Exercise description → Every record must be repeated exactly, with no omission.

Data records →
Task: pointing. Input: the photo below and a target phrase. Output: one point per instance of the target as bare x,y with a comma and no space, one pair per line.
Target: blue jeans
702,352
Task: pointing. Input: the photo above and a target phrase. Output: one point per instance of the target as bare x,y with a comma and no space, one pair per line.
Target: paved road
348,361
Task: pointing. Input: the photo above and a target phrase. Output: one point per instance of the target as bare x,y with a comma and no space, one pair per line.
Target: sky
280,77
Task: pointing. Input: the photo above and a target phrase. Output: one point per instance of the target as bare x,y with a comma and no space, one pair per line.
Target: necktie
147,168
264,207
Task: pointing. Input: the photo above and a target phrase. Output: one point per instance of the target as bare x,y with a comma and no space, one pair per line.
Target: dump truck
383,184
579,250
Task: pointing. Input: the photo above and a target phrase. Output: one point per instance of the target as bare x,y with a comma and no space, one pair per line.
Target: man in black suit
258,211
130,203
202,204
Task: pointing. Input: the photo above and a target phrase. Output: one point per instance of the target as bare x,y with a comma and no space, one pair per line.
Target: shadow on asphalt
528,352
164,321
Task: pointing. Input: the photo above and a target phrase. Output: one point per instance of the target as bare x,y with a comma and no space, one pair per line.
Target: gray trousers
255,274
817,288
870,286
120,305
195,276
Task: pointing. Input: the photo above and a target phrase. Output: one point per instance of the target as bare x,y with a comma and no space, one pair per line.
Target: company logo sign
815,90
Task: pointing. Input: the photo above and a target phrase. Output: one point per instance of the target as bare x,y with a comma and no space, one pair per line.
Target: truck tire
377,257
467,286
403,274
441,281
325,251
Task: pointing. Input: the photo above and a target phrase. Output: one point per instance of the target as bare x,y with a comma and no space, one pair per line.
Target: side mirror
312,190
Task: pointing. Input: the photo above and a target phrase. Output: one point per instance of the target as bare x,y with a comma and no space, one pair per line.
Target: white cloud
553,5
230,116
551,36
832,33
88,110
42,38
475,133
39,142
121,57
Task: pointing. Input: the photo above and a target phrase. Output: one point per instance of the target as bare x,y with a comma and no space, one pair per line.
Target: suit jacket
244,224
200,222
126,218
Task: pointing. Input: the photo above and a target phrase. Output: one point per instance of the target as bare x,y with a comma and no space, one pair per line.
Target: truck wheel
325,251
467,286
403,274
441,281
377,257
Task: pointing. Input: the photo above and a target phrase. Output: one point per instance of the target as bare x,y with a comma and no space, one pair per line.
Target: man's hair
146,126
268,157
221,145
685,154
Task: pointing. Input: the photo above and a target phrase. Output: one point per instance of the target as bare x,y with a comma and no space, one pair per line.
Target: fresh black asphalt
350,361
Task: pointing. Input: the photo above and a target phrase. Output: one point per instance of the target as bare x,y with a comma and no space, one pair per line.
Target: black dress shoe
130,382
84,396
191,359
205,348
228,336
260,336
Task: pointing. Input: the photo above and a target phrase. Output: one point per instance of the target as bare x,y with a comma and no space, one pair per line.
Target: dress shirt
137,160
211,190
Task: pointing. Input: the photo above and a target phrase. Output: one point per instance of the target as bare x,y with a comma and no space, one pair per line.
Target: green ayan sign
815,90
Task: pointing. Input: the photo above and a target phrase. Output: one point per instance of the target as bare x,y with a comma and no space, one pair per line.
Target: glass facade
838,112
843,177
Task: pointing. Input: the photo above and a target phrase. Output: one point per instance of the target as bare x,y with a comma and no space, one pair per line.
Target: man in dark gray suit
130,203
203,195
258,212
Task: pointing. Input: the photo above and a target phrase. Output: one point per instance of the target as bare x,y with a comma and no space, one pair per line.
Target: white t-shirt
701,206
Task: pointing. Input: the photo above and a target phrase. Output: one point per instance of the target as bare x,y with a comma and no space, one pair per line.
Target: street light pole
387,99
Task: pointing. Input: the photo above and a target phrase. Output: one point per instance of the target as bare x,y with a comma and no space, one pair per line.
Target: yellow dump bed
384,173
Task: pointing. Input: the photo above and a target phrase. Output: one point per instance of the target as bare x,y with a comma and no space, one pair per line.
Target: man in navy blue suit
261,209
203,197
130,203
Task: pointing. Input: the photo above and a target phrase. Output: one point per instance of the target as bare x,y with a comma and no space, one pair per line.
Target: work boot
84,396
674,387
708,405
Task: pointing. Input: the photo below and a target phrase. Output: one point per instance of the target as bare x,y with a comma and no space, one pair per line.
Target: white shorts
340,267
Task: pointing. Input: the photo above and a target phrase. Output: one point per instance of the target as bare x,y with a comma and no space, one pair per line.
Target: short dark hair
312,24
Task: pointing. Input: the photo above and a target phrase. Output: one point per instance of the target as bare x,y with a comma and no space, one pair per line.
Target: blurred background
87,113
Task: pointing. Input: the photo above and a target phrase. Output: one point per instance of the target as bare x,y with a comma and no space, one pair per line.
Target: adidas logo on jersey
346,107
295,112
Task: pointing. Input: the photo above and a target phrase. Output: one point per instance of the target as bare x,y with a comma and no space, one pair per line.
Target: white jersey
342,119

Exercise response →
Task: pointing. Input: the photo below and a target phrase. Output: one point per instance of the target as bare x,y with a comma and no space, one pair per line.
Target: blue jeans
702,352
Task: pointing. Input: the photo above and a target phrase. Output: one point per instance of the target as bare x,y with a comma and no space, one pair per line.
Target: paved road
348,361
Task: pointing. Input: the photo above and a target phrase. Output: one point per instance of the target as bare x,y with a comma and no space, one pair per line.
Target: sky
280,77
Task: pointing. Input: the photo above and a target phrase. Output: one point per instance of the target as bare x,y with a comma and no space, one pair per line.
Target: necktie
147,168
264,207
Task: pointing. Input: the photo above and a target phrase. Output: one point per instance of the target as bare x,y with a comma and no space, one pair per line.
Target: dump truck
383,184
579,250
Task: pointing. Input: the photo above and a target phrase. Output: one point per instance of the target as bare x,y with a comma and no space, one pair per line.
Target: man in black suit
258,211
130,203
202,204
Task: pointing. Input: the photo above and a target phrase. Output: one point per instance of the target as bare x,y with a comma and no space, one pair per line.
Target: shadow on asphalt
528,352
164,321
Task: pointing. Input: the photo above and a target phrase. Output: one point per instance of the target as bare x,y with a comma and no space, one pair per line.
Target: gray trousers
255,274
817,288
870,286
120,305
195,276
Task: pointing. Input: the photo above and a target phrase. Output: one point per instance of the target as bare x,y with a comma and no space, one pair per line.
Target: company logo sign
815,90
Task: pointing. Input: the photo above and a target phrase. Output: one point per instance of the target as bare x,y with a comma and no space, one pair per line.
Target: truck tire
377,257
467,286
403,274
441,281
325,251
Task: pointing. Input: the photo above and a target phrase. Output: one point per instance of the target as bare x,y with a comma and no space, one pair per line.
Target: side mirror
312,190
Task: pointing. Input: the photo above and a target phrase. Output: one point per instance of the target as bare x,y with a comma and no space, one pair per line.
Target: white cloud
553,5
230,116
551,36
832,33
88,110
42,38
475,133
39,142
121,57
Task: pointing. Input: the photo above and a target phrase. Output: one point per instance of the target as bare x,y with a comma and no space, one pair per line.
Target: suit jacket
244,224
200,222
126,218
Task: pointing. Input: the photo above and a target phrase. Output: one point per instance of the target as bare x,y with a comma and no space, one pair per line.
Target: truck wheel
325,251
467,286
403,274
441,281
377,257
Task: pointing. Input: the photo above and a target phrase. Output: one point per instance of the target as bare x,y with a comma and no space, one pair per line.
Target: man's hair
146,126
268,157
221,145
685,154
Task: pointing. Input: the photo above and a target phrase. Output: one point per instance of the target as bare x,y with a comma and no space, one pair per line.
Target: fresh black asphalt
350,361
Task: pointing. Input: the photo above and a target phrase. Output: one point per instance of the target as bare x,y with a comma and no space, one pair per line.
Target: black dress shoe
130,382
84,396
191,359
205,348
228,336
260,336
Task: pointing. Input: the photo above and a target phrase. Output: one point per instance of the target as bare x,y with a comma and no space, one pair per line.
Target: dress shirt
137,160
211,190
Task: pointing. Input: the photo above and a target phrase. Output: one point per instance of the target as bare x,y with a comma and no space, one pair per line.
Target: green ayan sign
815,90
Task: pointing. Input: the photo above and a target phrase. Output: one point per instance of the target as bare x,y with a comma and no space, one pair per line.
Target: glass facade
838,112
843,177
Task: pointing. Input: the photo above and a target phrase. Output: one point per instance of the target as bare x,y with a comma and no space, one pair per line.
Target: man in dark gray suit
130,203
203,195
258,212
Task: pointing. Input: the photo above and a target phrase. Output: one point per instance of the target as bare x,y with a comma and no space, one pair per line.
Target: white t-shirt
701,206
Task: pointing. Input: the photo above and a target phrase. Output: one point per instance of the target as bare x,y with a comma and no space, one pair per line.
Target: street light pole
387,99
Task: pointing. Input: the photo above and a target phrase. Output: one point per instance of the target as bare x,y with a comma and no space, one pair per line.
Target: yellow dump bed
384,173
Task: pointing. Input: the photo above and a target phrase. Output: one point per instance of the target as bare x,y with a comma and no space, one pair per line.
Target: man in navy blue suit
261,209
203,197
130,203
Task: pointing. Input: the photo above and a target phrase. Output: one point per instance of the target as bare x,y with a comma and no space, one pair per line.
Target: work boot
84,396
674,387
708,405
Task: pointing. Input: the photo below and a target phrase. Output: one point per instance of the target as bare x,y with a comma and no space, one pair per line.
Target: white shorts
340,267
Task: pointing. Input: the photo above and a target phrase. Output: one point per instance of the target as bare x,y with a comma and no space, one pair per line.
Target: short dark hair
312,24
Task: pointing. Input: the photo above and a target phrase. Output: one point per instance of the target as bare x,y with a comma and no space, one pair per line.
Target: blurred background
87,113
Task: pointing. Input: the photo above and a target phrase. Output: one point per instance of the target as bare x,y with a comma and no space, one pair per line.
Target: adidas logo on jersey
346,107
295,112
Task: pointing. Input: the photo above and a target phrase. Output: one point per instance of the target as bare x,y with a comma and no space, one pair per line.
Target: white jersey
342,119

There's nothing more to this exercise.